_EXERCISE TASK_.
Your task is to write out exactly the lines from the line containing "Exercise. Mark the white wall" through the end of the records, inclusive at both ends.
──────── DATA SUPPLIED
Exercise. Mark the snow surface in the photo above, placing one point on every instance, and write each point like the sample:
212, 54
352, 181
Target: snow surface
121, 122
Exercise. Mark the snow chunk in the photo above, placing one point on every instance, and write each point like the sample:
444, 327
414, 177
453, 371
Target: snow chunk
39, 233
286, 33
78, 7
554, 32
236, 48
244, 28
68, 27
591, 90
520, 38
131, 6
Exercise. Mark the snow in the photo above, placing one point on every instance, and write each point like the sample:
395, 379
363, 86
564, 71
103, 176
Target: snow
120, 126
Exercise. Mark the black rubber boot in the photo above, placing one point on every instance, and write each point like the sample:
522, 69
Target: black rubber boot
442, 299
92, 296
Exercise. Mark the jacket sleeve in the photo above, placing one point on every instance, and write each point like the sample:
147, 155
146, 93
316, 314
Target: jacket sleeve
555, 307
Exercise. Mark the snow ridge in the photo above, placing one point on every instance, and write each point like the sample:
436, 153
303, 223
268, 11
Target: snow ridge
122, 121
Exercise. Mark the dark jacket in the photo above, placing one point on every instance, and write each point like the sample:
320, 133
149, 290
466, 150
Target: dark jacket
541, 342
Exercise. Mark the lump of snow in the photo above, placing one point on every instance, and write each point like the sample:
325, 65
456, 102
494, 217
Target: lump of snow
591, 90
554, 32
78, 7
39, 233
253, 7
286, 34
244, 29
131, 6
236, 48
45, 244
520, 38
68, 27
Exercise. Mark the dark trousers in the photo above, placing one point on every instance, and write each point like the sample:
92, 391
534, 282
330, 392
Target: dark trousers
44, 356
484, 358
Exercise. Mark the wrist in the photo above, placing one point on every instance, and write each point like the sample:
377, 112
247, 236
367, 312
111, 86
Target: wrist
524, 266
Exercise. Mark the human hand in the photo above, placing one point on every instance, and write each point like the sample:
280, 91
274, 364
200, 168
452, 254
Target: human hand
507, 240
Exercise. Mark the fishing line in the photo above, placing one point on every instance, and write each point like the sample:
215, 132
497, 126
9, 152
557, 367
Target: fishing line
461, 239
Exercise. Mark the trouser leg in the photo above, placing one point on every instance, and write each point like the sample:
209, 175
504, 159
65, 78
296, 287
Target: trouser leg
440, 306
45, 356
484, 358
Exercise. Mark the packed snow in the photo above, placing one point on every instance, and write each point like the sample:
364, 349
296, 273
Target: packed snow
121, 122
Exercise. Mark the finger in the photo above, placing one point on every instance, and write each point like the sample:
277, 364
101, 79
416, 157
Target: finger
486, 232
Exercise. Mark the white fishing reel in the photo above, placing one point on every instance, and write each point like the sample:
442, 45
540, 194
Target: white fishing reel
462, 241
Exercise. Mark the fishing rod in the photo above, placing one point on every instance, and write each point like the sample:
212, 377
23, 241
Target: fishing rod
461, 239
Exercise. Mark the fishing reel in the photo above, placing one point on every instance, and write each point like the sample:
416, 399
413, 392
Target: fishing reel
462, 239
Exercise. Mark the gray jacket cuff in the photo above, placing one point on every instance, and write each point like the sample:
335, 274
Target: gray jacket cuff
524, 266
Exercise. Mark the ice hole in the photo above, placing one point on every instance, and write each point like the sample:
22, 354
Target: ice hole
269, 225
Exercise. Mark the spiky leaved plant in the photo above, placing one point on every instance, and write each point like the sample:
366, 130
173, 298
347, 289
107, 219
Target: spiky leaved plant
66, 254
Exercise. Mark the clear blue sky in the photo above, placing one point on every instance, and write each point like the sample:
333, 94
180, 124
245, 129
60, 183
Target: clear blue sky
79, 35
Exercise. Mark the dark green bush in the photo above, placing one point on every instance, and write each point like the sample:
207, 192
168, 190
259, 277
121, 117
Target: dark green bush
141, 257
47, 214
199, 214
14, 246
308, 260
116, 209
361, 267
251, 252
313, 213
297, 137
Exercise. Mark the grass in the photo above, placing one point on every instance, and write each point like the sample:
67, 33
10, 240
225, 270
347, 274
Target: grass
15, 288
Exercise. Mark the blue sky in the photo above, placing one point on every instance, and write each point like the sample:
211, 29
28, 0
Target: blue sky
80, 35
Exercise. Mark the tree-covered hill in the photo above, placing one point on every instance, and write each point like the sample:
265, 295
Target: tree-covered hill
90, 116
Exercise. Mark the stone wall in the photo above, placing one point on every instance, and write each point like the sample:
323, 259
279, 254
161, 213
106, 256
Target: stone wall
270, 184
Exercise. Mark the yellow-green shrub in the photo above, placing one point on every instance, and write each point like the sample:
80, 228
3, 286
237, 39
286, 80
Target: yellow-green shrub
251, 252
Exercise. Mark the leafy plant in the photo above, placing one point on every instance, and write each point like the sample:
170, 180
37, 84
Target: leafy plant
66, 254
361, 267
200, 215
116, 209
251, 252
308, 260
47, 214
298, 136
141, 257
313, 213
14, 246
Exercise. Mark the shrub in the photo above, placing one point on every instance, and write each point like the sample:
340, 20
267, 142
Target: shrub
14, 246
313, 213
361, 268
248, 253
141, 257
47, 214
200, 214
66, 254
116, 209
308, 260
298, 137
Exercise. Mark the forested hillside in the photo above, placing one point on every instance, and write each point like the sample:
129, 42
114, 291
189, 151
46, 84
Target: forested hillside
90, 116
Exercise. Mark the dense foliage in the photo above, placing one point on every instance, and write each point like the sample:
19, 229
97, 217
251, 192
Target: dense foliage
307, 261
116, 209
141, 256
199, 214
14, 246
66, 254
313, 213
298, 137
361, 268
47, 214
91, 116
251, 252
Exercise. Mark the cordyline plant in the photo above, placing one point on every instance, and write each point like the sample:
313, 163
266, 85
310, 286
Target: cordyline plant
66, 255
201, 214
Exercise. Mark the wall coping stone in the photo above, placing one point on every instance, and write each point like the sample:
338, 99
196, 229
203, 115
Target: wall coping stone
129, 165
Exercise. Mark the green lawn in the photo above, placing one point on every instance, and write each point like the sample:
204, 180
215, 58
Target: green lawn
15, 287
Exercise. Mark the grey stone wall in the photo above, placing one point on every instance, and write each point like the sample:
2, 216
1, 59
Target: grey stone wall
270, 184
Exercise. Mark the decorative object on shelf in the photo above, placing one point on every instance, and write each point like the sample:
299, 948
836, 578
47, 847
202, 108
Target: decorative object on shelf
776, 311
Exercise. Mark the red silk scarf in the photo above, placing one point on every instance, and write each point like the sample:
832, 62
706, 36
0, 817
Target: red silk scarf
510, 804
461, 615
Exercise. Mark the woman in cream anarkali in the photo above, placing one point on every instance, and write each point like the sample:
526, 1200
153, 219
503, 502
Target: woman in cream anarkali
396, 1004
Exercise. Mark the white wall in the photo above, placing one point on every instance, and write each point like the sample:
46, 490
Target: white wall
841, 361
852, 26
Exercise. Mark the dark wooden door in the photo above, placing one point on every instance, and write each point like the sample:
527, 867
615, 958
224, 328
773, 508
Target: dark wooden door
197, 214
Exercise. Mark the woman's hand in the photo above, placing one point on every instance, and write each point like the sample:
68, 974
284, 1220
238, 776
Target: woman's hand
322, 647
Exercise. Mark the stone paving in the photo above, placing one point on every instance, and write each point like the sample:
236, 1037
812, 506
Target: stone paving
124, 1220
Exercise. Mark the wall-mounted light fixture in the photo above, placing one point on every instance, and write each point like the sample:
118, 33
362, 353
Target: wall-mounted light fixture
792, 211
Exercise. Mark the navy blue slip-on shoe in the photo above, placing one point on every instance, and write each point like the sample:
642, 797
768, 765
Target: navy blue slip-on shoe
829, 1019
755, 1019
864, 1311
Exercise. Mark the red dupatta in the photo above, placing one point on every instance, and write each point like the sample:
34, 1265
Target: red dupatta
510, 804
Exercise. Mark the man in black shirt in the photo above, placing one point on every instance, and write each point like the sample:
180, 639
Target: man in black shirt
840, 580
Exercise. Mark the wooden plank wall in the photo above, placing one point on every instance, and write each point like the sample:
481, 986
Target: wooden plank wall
────────────────
_EXERCISE OUTPUT_.
Exercise. Mark the white wall in the photo above, placing one point on every instance, and write each point like the sample:
46, 490
Target: white wall
841, 361
852, 26
Exercise. Mark the dark wooden door in the photo above, placing one point on every instance, and write each point like the sample:
527, 867
615, 958
224, 328
773, 508
Target: dark wooden door
197, 214
Exercise. Mark the woman's hand in the photo above, placing one point on every instance, and write each point like the sample:
68, 974
284, 1220
238, 776
Target: woman's hand
322, 647
Exercise. Mark the stone paving in the photo above, placing one point on every instance, and write each point like the sample:
236, 1037
812, 506
Target: stone paving
124, 1220
Exercise. Mark the wall-mounted light fixture in the photo above, placing one point on every instance, and write each point like the sample:
118, 33
362, 353
Target: wall-mounted light fixture
792, 211
Exercise. Mark the navy blue slip-on shoe in the photo above, placing one point on every instance, and write each point like the sample:
642, 797
768, 765
Target: navy blue slip-on shoe
829, 1019
755, 1019
864, 1311
Exercise. Mark the red dupatta in the photo above, placing one point on every instance, and write each point like the sample:
34, 1265
Target: red dupatta
510, 804
Exercise. Mark the man in black shirt in the photo above, placing one point on every instance, and write each point like the sample:
180, 639
Target: man in black shirt
840, 580
Exercise. Mark the wooden plank wall in the photo above, placing one point on every instance, and write each point like the sample:
481, 986
Target: wooden plank wall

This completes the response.